** Task to complete **
Copy every entry word for word, but skip the pictures.

···

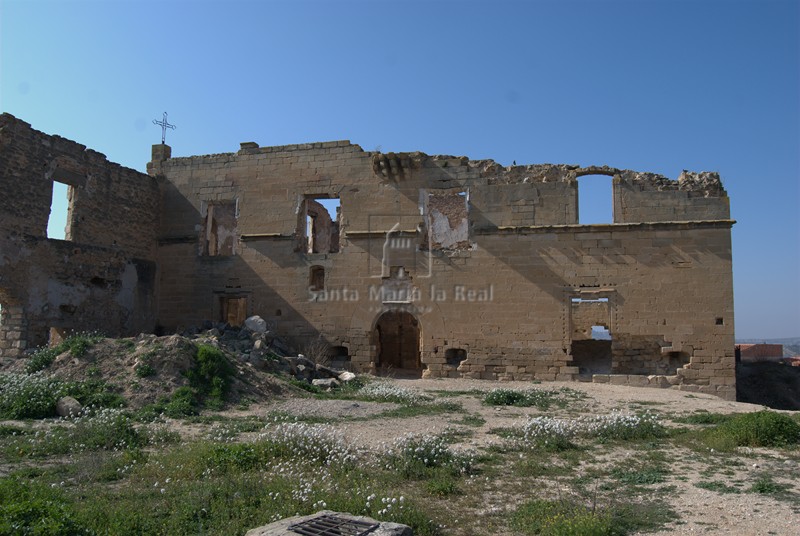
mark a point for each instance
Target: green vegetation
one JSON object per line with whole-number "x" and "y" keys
{"x": 34, "y": 396}
{"x": 539, "y": 398}
{"x": 144, "y": 370}
{"x": 76, "y": 345}
{"x": 759, "y": 429}
{"x": 211, "y": 375}
{"x": 703, "y": 417}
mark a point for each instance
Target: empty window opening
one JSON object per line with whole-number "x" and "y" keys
{"x": 58, "y": 223}
{"x": 56, "y": 336}
{"x": 674, "y": 361}
{"x": 455, "y": 356}
{"x": 219, "y": 229}
{"x": 446, "y": 220}
{"x": 591, "y": 357}
{"x": 397, "y": 337}
{"x": 233, "y": 310}
{"x": 318, "y": 225}
{"x": 600, "y": 333}
{"x": 338, "y": 353}
{"x": 595, "y": 199}
{"x": 316, "y": 278}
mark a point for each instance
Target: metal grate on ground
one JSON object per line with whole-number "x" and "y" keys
{"x": 330, "y": 525}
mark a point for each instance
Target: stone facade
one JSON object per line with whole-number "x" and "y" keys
{"x": 438, "y": 265}
{"x": 103, "y": 275}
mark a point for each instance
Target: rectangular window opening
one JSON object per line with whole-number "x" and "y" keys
{"x": 318, "y": 225}
{"x": 446, "y": 216}
{"x": 595, "y": 199}
{"x": 220, "y": 228}
{"x": 60, "y": 208}
{"x": 233, "y": 310}
{"x": 600, "y": 333}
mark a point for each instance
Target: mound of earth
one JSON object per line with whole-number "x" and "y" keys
{"x": 146, "y": 368}
{"x": 774, "y": 385}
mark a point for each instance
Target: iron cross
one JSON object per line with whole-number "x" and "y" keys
{"x": 164, "y": 126}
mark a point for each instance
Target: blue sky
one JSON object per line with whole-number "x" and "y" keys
{"x": 648, "y": 85}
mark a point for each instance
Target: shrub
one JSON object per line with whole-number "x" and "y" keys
{"x": 77, "y": 345}
{"x": 29, "y": 396}
{"x": 387, "y": 392}
{"x": 417, "y": 456}
{"x": 144, "y": 370}
{"x": 759, "y": 429}
{"x": 212, "y": 373}
{"x": 32, "y": 508}
{"x": 557, "y": 518}
{"x": 540, "y": 398}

···

** Written solution **
mark a point for each instance
Target: green vegetation
one JSON object per line with whole-number "x" and "y" keys
{"x": 34, "y": 396}
{"x": 539, "y": 398}
{"x": 144, "y": 370}
{"x": 76, "y": 345}
{"x": 759, "y": 429}
{"x": 211, "y": 375}
{"x": 703, "y": 417}
mark a point for each instance
Target: empty window opening
one JSON object per line with whole-number "x" and "y" keys
{"x": 58, "y": 223}
{"x": 56, "y": 336}
{"x": 674, "y": 361}
{"x": 455, "y": 356}
{"x": 219, "y": 229}
{"x": 446, "y": 220}
{"x": 591, "y": 357}
{"x": 397, "y": 337}
{"x": 233, "y": 310}
{"x": 318, "y": 225}
{"x": 600, "y": 333}
{"x": 338, "y": 353}
{"x": 595, "y": 199}
{"x": 316, "y": 278}
mark a point for each instance
Target: metal grate on ground
one JSON object per line with whole-number "x" and "y" keys
{"x": 330, "y": 525}
mark a point for each instance
Target: stone facade
one JSON object per line with whole-number "x" and "y" keys
{"x": 438, "y": 265}
{"x": 103, "y": 275}
mark a point for each instance
Target: rectangular window opening
one JSON object per line with whole-number "x" and "y" keys
{"x": 318, "y": 225}
{"x": 446, "y": 216}
{"x": 595, "y": 199}
{"x": 220, "y": 228}
{"x": 60, "y": 208}
{"x": 233, "y": 310}
{"x": 600, "y": 333}
mark a point for each instance
Target: mound of earth
one JSON object per line with whole-number "x" and "y" keys
{"x": 146, "y": 368}
{"x": 774, "y": 385}
mark a point for each instance
Target: iron cross
one JSON object per line with whole-number "x" and "y" keys
{"x": 164, "y": 126}
mark a point for each instance
Target: blue sky
one JSON object per line with whole-number "x" and "y" keys
{"x": 648, "y": 85}
mark a point for each instance
Target: shrub
one JSON object per line with whole-number "x" and "y" keys
{"x": 77, "y": 345}
{"x": 29, "y": 396}
{"x": 387, "y": 392}
{"x": 417, "y": 456}
{"x": 144, "y": 370}
{"x": 759, "y": 429}
{"x": 212, "y": 373}
{"x": 32, "y": 508}
{"x": 557, "y": 518}
{"x": 540, "y": 398}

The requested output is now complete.